- [Prompt] Recast the part of the entries below that opens with the line containing "query | side mirror" and closes at the end of the entries as a two-column CSV with the headers entry_text and answer. Give one row per entry, putting each value in a single quoted field and turning line breaks into spaces.
..........
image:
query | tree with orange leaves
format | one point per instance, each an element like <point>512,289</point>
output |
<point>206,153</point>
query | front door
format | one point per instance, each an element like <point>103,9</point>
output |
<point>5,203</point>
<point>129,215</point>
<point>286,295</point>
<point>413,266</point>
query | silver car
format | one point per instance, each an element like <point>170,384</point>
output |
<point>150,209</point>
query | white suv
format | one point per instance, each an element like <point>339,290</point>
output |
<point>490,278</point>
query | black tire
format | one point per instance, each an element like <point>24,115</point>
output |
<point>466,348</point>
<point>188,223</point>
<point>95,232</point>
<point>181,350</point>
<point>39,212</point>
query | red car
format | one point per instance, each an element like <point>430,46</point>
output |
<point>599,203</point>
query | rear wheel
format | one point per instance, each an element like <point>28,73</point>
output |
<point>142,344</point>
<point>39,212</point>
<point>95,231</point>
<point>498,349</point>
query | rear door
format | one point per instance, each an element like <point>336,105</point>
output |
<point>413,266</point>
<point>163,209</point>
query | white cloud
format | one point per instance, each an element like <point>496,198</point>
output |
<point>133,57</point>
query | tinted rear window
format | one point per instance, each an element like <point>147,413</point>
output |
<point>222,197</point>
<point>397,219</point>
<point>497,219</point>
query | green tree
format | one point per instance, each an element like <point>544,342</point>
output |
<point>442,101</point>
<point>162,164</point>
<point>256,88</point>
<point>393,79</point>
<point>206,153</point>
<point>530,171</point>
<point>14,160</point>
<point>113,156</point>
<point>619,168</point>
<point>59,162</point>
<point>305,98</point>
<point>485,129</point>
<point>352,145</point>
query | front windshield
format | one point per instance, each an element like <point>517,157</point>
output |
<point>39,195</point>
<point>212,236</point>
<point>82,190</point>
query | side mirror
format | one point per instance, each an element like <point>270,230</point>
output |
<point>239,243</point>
..........
- [Exercise result]
entry_text,answer
"query | side mirror format | one point per instance, each an element like <point>270,230</point> output |","<point>239,243</point>"